(Stored entries)
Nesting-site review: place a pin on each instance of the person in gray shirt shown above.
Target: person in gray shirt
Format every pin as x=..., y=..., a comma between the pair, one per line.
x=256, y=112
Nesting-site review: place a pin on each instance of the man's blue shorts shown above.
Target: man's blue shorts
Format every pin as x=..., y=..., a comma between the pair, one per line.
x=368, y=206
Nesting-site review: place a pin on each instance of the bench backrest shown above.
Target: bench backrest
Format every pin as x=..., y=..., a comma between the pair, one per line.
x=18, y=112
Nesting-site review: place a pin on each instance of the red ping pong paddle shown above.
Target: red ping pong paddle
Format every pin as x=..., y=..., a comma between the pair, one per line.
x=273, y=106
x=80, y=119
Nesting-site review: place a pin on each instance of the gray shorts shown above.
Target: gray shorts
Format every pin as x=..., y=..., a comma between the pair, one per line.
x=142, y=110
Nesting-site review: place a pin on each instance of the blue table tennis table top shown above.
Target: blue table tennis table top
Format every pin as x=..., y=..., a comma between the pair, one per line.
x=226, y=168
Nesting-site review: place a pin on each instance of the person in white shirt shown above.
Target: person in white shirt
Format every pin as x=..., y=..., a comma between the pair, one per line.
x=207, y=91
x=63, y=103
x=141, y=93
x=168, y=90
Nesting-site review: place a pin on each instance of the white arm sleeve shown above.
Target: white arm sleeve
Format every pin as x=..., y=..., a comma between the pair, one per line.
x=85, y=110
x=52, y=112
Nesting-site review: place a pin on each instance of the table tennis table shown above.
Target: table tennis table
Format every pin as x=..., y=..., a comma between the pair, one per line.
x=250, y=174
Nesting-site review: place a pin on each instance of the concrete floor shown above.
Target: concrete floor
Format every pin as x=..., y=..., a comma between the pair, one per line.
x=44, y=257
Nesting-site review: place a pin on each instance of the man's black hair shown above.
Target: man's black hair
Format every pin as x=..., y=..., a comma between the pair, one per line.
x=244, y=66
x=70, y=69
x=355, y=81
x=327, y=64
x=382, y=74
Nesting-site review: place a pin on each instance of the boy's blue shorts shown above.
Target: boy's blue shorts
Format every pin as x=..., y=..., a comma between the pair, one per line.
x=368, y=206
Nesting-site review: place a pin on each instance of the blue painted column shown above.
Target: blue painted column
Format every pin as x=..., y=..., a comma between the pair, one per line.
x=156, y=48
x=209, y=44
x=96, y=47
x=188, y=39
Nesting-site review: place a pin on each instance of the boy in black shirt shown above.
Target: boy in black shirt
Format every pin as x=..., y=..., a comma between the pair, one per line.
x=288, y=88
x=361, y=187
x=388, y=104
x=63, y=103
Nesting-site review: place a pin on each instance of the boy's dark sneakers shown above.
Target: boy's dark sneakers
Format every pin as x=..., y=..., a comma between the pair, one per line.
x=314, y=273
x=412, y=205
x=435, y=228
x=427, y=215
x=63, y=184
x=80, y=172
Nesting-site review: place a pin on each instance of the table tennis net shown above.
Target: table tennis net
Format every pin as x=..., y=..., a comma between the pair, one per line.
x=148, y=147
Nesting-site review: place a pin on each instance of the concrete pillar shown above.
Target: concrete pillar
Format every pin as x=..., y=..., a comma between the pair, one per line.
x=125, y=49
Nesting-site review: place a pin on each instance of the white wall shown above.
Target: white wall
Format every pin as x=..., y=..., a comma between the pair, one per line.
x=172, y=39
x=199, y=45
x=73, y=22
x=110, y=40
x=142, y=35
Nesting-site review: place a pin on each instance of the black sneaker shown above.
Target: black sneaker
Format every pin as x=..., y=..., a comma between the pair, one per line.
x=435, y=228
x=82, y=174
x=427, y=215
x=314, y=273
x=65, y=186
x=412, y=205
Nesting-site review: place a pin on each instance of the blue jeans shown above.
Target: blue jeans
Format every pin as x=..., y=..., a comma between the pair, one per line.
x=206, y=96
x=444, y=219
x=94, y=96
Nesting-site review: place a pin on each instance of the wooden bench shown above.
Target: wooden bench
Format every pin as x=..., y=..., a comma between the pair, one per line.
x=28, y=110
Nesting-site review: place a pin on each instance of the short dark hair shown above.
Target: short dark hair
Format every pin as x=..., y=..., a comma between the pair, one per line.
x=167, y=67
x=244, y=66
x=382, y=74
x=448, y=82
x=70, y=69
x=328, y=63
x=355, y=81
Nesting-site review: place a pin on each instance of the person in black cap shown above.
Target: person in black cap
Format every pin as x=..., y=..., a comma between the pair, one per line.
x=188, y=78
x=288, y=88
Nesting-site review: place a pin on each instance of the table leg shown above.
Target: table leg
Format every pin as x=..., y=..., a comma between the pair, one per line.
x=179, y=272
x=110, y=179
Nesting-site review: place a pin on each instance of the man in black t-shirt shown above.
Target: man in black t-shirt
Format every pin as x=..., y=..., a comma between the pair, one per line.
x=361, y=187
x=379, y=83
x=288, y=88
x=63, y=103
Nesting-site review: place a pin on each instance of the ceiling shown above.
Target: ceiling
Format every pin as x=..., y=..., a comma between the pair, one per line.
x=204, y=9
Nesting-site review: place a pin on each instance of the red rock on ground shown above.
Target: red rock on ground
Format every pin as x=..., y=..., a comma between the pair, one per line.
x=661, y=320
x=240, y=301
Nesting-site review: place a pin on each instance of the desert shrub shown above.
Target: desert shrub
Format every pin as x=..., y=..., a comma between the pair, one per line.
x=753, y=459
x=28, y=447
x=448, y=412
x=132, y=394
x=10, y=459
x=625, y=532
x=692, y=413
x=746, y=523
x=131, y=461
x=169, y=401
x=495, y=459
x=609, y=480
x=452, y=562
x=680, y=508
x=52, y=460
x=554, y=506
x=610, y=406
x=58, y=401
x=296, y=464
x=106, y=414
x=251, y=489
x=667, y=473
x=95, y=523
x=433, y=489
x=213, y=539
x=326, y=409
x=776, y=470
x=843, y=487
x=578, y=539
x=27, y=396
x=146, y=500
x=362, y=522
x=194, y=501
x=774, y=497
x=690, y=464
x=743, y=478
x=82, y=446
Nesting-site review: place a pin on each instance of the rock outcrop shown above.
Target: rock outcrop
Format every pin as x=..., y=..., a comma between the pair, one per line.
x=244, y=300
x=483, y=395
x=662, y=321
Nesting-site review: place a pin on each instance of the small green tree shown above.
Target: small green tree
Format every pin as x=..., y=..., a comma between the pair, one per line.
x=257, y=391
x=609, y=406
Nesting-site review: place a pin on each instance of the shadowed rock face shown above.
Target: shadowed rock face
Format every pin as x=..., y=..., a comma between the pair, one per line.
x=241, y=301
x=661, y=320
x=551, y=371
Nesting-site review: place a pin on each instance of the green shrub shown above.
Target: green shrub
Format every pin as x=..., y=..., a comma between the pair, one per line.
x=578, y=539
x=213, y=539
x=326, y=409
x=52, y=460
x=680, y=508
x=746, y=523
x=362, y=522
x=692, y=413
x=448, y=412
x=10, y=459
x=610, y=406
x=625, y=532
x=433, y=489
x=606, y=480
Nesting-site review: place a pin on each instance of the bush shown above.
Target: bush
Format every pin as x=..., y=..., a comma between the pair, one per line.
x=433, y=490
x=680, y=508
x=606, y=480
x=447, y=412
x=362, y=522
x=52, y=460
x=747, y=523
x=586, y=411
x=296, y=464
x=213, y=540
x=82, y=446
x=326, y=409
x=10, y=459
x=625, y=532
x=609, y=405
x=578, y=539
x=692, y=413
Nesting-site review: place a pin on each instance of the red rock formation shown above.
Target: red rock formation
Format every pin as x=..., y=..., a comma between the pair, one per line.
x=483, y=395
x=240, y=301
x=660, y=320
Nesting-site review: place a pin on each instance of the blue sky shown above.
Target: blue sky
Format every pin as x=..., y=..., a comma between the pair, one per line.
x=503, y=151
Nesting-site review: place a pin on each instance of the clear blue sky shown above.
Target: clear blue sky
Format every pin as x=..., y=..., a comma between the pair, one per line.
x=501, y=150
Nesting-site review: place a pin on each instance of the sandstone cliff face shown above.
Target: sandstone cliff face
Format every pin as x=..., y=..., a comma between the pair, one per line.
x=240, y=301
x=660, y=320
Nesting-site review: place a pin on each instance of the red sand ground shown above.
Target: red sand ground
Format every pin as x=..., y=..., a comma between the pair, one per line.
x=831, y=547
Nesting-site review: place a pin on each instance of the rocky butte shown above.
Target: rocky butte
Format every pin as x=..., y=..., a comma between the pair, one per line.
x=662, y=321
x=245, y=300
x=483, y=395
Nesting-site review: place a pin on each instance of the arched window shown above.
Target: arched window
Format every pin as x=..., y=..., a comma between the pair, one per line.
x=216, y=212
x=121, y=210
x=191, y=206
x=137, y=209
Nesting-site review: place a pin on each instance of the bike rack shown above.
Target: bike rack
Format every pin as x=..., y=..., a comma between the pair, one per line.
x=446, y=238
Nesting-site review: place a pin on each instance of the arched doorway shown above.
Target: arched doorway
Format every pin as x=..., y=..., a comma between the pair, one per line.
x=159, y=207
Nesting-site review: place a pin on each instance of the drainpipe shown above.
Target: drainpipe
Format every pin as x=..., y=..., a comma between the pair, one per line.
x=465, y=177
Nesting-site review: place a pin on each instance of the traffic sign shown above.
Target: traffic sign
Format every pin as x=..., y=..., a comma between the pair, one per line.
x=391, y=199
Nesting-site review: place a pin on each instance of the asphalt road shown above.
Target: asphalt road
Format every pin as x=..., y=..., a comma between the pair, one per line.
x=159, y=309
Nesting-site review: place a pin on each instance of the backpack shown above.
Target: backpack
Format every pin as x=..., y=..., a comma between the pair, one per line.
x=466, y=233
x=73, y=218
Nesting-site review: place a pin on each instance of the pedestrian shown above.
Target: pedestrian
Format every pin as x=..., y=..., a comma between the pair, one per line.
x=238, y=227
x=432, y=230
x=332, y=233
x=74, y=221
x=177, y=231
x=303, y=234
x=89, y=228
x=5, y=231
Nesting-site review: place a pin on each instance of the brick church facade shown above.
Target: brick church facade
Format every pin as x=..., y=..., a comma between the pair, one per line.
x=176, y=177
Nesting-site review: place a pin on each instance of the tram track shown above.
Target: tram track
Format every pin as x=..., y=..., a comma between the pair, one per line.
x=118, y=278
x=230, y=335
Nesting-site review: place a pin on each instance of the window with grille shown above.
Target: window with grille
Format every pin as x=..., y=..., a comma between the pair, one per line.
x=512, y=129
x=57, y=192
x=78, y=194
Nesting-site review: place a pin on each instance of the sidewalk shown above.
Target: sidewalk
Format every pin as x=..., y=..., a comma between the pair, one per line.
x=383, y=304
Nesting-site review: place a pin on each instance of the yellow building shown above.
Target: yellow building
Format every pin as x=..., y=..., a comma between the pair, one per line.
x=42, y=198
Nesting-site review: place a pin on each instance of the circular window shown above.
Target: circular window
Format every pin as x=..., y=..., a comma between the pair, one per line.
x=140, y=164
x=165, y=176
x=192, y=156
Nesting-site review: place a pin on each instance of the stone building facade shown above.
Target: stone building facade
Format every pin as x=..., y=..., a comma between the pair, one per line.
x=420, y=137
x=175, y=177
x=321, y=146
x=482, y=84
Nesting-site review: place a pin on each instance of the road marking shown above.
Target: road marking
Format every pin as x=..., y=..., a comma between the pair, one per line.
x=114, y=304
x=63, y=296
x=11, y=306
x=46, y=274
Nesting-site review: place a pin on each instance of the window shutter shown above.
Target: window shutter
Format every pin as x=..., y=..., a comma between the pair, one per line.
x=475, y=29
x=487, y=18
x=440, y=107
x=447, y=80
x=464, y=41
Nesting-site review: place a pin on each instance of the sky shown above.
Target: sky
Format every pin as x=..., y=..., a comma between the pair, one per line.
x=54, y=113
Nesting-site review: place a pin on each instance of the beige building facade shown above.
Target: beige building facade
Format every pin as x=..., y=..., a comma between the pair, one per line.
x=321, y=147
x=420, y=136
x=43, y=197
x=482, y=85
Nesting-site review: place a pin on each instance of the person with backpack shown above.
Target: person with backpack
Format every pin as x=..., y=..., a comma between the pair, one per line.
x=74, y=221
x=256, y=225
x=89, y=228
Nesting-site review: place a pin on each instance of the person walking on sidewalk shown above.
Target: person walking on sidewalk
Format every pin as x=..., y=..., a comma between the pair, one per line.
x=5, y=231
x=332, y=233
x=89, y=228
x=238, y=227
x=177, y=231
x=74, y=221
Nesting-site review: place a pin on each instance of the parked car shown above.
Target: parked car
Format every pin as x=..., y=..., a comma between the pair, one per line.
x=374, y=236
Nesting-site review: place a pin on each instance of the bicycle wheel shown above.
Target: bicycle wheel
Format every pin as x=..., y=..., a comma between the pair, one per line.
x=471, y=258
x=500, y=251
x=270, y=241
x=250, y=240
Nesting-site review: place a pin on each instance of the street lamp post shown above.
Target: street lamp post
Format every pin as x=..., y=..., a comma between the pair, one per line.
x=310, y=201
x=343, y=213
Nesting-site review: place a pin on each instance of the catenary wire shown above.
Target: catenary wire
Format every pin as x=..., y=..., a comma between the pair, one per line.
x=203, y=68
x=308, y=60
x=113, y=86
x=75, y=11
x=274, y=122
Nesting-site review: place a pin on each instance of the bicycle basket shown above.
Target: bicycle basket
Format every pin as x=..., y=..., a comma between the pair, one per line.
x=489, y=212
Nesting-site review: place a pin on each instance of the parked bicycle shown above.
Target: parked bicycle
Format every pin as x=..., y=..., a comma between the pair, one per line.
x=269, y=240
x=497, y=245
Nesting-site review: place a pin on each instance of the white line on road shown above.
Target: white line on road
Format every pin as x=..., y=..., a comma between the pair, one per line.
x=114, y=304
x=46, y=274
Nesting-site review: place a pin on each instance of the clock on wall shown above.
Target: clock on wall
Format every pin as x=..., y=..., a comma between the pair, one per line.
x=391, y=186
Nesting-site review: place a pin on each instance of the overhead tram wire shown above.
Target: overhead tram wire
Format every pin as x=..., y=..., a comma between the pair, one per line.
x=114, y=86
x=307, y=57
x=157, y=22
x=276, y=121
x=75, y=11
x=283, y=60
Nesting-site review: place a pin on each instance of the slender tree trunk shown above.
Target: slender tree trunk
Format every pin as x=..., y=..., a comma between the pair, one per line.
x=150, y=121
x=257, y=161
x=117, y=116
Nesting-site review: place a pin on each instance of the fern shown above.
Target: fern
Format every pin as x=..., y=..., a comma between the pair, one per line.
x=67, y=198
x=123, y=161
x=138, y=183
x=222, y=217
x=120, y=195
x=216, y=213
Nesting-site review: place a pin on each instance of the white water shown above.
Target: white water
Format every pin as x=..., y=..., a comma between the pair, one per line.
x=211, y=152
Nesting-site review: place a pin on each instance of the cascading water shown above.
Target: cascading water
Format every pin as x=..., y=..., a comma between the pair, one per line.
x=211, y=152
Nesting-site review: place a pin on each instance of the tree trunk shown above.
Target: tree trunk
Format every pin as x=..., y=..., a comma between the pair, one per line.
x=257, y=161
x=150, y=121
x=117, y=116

* [Work item] Print the line containing "Nesting-site review: place a pin on each instance of the fern", then every line after it through the last line of the records, each exactly as written; nothing else belongs in the answer.

* [Solution below]
Nesting-site review: place a pin on each instance of the fern shown above.
Target: fern
Format every pin as x=..., y=..., a comma between the pair, one per line.
x=67, y=198
x=123, y=161
x=138, y=183
x=222, y=217
x=120, y=195
x=216, y=213
Nesting-site review: place a pin on each instance of the white water shown above.
Target: white water
Format every pin as x=..., y=..., a comma between the pair, one per line.
x=211, y=152
Nesting-site review: place a pin on each instance of the cascading water shown above.
Target: cascading water
Format every pin as x=..., y=..., a comma between the pair, one per line.
x=211, y=152
Nesting-site review: place a pin on each instance of the tree trunk shown above.
Target: tree trunk
Format every pin as x=..., y=..., a comma between the pair, one per line.
x=257, y=161
x=150, y=121
x=117, y=116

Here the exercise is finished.